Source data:
________________________
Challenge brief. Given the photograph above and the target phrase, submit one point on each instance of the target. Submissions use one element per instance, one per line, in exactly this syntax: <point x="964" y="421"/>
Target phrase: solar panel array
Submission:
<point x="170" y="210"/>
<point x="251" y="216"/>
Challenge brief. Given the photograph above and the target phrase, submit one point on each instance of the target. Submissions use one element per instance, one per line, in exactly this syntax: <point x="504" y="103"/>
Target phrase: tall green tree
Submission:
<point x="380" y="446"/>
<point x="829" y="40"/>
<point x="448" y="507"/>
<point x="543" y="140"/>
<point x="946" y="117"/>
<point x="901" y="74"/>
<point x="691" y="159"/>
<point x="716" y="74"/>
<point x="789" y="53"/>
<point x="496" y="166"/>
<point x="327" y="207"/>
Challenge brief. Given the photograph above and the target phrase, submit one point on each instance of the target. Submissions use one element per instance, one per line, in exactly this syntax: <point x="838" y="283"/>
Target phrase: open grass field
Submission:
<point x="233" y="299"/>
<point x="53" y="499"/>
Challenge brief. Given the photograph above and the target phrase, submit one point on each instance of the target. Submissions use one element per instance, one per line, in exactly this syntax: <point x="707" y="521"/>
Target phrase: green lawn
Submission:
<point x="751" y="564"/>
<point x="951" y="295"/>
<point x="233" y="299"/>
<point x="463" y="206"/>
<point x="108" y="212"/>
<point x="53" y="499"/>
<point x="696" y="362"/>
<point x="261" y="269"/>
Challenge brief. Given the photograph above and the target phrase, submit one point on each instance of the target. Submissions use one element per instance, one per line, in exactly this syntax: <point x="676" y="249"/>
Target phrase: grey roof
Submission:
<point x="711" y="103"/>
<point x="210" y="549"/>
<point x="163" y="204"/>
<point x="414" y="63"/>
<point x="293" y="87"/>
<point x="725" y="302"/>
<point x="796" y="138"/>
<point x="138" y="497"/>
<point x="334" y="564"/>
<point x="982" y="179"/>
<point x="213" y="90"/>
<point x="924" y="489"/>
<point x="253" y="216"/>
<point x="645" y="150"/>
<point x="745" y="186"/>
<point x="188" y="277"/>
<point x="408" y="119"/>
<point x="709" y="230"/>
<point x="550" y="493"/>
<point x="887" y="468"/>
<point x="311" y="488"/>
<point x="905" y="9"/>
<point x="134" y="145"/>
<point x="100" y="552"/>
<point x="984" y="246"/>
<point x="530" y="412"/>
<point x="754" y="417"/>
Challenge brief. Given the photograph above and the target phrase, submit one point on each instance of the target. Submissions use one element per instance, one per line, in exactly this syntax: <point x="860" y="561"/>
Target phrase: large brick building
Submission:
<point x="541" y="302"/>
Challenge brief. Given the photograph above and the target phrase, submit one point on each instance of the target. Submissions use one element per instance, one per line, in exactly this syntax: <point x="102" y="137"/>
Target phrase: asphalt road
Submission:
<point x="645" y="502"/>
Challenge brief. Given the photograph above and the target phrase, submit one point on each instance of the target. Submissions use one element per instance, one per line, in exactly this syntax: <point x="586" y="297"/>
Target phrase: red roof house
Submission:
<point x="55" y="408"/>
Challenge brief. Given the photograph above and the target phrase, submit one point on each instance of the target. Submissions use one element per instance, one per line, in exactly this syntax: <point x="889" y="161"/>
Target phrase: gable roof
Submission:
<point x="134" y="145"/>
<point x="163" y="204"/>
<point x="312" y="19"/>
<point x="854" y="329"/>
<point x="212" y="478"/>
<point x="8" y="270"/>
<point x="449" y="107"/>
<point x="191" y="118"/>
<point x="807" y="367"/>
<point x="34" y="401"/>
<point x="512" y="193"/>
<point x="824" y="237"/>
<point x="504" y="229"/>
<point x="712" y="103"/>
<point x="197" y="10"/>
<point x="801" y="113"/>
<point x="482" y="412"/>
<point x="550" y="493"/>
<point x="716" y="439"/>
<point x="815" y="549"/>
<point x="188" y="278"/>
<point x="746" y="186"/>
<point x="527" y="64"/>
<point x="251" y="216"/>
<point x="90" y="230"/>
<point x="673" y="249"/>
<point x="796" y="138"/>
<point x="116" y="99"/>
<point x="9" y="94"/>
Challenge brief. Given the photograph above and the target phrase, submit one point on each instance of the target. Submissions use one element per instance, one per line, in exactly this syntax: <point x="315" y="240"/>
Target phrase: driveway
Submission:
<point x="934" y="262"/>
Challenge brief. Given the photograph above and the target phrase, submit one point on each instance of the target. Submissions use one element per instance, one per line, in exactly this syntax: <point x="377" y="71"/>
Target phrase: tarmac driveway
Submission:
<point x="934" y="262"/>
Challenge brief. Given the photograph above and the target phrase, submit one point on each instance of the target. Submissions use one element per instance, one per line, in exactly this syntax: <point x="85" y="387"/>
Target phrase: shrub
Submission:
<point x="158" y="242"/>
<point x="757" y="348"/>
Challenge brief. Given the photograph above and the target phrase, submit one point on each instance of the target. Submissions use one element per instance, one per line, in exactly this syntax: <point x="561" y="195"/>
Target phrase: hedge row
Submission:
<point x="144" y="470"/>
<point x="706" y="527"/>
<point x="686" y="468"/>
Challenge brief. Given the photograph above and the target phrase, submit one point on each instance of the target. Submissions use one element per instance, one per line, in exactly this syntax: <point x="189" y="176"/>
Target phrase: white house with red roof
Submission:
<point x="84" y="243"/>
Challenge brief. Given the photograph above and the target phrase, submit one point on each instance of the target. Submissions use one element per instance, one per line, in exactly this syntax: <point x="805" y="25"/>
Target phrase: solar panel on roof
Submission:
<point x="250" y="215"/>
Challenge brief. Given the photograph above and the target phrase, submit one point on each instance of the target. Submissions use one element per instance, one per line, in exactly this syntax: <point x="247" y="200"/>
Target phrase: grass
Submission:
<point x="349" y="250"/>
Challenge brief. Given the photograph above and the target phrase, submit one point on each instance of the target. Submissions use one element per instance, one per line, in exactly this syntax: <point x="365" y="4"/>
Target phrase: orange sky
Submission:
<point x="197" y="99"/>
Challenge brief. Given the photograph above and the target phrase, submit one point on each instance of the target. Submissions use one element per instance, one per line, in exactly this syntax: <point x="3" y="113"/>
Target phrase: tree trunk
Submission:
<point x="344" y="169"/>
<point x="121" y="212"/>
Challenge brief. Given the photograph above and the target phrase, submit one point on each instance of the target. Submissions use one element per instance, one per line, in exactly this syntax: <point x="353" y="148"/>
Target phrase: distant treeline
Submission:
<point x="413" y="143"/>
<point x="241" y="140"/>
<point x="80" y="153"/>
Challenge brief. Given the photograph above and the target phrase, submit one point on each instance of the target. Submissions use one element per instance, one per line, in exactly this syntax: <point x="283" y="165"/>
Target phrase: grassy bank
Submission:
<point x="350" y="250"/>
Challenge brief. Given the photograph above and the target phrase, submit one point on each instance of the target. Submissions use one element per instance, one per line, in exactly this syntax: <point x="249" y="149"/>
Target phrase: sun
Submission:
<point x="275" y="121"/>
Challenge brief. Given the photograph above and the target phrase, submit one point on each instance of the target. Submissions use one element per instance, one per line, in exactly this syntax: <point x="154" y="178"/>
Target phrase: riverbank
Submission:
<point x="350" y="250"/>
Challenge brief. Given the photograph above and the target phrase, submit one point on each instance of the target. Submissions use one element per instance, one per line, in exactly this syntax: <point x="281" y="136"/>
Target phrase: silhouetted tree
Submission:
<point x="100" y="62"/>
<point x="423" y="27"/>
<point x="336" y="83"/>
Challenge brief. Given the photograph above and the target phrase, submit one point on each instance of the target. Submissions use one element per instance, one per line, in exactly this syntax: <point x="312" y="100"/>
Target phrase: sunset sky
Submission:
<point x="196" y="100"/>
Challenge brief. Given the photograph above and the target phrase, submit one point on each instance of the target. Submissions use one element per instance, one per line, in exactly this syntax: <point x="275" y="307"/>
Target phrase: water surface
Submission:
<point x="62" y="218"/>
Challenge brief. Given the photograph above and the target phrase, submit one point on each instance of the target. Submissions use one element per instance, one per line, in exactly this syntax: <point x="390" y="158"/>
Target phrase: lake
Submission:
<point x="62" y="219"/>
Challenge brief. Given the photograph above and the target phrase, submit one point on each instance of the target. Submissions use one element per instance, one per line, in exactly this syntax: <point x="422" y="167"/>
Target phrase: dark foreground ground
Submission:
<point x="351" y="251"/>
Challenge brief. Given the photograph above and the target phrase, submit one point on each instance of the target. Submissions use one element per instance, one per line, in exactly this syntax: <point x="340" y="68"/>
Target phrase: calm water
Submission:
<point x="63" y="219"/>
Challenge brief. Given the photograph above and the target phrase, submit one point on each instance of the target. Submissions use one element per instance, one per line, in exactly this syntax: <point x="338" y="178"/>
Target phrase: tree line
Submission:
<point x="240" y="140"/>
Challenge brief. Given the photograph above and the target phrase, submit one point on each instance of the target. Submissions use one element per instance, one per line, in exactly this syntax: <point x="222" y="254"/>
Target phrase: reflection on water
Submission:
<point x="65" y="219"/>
________________________
### ABOUT THIS TASK
From the records above, copy each line that contains the word "water".

### RESPONSE TO THE EXERCISE
Target phrase: water surface
Target phrase: calm water
Target phrase: reflection on water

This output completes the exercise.